THE RECORDS:

----

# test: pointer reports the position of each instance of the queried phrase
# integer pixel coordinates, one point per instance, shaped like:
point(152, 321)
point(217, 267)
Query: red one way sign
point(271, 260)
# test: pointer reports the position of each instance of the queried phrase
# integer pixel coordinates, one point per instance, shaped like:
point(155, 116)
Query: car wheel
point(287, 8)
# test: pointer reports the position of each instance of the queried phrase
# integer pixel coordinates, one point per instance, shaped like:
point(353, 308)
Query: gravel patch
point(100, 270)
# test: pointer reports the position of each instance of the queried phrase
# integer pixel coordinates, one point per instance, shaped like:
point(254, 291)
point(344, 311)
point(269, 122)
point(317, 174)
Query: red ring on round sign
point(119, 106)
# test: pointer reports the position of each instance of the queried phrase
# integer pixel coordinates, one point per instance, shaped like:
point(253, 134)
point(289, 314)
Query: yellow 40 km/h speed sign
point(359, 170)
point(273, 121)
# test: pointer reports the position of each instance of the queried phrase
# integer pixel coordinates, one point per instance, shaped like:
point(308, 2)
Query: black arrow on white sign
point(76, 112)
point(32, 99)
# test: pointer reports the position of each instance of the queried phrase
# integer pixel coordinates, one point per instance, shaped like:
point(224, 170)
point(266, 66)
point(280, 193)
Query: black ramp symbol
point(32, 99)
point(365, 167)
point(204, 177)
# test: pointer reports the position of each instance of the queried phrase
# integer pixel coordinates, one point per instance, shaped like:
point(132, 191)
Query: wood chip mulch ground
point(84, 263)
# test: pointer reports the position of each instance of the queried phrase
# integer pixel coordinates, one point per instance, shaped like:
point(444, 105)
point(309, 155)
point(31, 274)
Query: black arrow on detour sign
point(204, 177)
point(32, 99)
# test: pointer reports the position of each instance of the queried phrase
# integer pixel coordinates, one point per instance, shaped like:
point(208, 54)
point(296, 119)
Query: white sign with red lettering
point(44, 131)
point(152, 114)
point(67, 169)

----

REQUIREMENT: Extract the listing in its entirety, matching it exactly.

ANSWER FOR THE TASK:
# test: pointer reports the position of each instance of the queried phrase
# integer pixel coordinates, one point per instance, shaped like:
point(152, 321)
point(217, 267)
Query: red one way sign
point(271, 260)
# test: pointer reports the position of each instance of the queried phrase
# integer pixel coordinates, one point per instance, shaped like:
point(155, 116)
Query: car wheel
point(287, 8)
# test: pointer reports the position of each instance of the queried phrase
# integer pixel coordinates, one point per instance, shaped like:
point(353, 308)
Query: gravel patch
point(100, 270)
# test: pointer reports the position of each instance of the queried phrase
# integer pixel coordinates, one point per instance, shaped like:
point(254, 291)
point(344, 311)
point(269, 122)
point(317, 174)
Query: red ring on round sign
point(119, 106)
# test: pointer reports the position of each instance of the queried phrase
# integer pixel coordinates, one point per instance, shaped like:
point(253, 134)
point(289, 314)
Query: yellow 40 km/h speed sign
point(359, 170)
point(273, 121)
# test: pointer reports the position of each instance of the queried phrase
# integer pixel coordinates, one point per instance, shaped like:
point(308, 2)
Query: black arrow on white sign
point(76, 112)
point(32, 99)
# test: pointer reports the position of each instance of the queried phrase
# integer pixel coordinates, one point per instance, shaped like:
point(224, 170)
point(266, 66)
point(280, 193)
Query: black ramp symbol
point(32, 99)
point(365, 167)
point(204, 177)
# test: pointer reports the position of each instance of the queried phrase
# integer pixel coordinates, one point per instance, shaped like:
point(132, 191)
Query: wood chip mulch ground
point(84, 263)
# test: pointer reports the position of each instance of the queried phrase
# integer pixel coordinates, one point per instance, shaped like:
point(444, 105)
point(309, 155)
point(31, 274)
Query: black arrow on detour sign
point(204, 177)
point(32, 99)
# test: pointer reports the position of each instance of the queried phrase
# integer pixel coordinates, one point per instance, shaped like:
point(208, 54)
point(296, 119)
Query: white sign with red lettering
point(44, 131)
point(152, 114)
point(67, 169)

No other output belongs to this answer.